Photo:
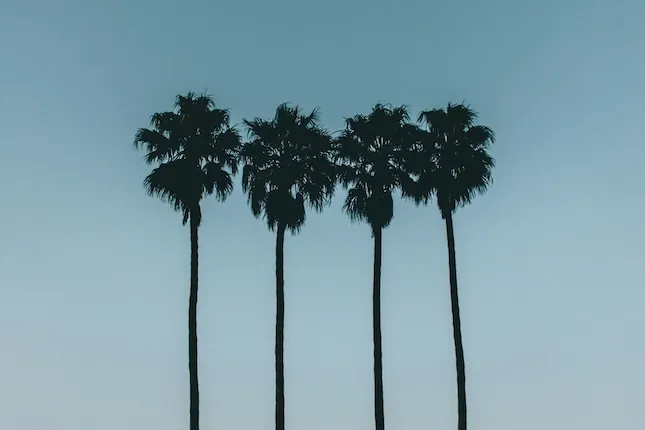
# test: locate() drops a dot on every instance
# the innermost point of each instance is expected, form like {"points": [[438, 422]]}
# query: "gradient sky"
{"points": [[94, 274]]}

^^^^

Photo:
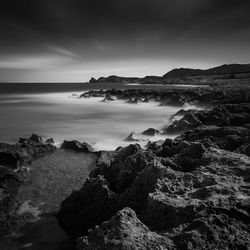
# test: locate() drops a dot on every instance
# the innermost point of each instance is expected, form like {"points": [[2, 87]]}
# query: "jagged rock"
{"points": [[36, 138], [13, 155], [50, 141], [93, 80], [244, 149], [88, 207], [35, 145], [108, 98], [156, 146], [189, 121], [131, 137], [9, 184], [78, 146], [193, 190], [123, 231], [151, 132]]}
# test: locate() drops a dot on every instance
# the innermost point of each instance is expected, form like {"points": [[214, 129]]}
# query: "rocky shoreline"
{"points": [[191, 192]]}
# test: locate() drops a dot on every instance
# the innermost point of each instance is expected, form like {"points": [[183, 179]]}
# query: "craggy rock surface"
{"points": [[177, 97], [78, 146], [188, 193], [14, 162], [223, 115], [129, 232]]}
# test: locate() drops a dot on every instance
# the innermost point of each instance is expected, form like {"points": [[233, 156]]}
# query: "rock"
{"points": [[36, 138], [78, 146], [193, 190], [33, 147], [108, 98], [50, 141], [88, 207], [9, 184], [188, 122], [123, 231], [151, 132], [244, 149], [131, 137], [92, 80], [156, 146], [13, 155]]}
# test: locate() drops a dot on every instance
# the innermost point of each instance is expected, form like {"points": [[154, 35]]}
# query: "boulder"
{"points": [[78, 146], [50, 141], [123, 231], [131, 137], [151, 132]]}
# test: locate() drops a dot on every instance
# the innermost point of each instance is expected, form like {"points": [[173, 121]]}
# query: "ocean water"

^^^^

§ **Given instruction**
Please gather every line of the records above that contains the word "query", matching case exactly, and copy each one in full.

§ **Answer in full**
# query: "gradient sky"
# query: "jagged rock"
# query: "rocky shoreline"
# query: "craggy rock surface"
# query: "rock"
# query: "boulder"
# query: "ocean water"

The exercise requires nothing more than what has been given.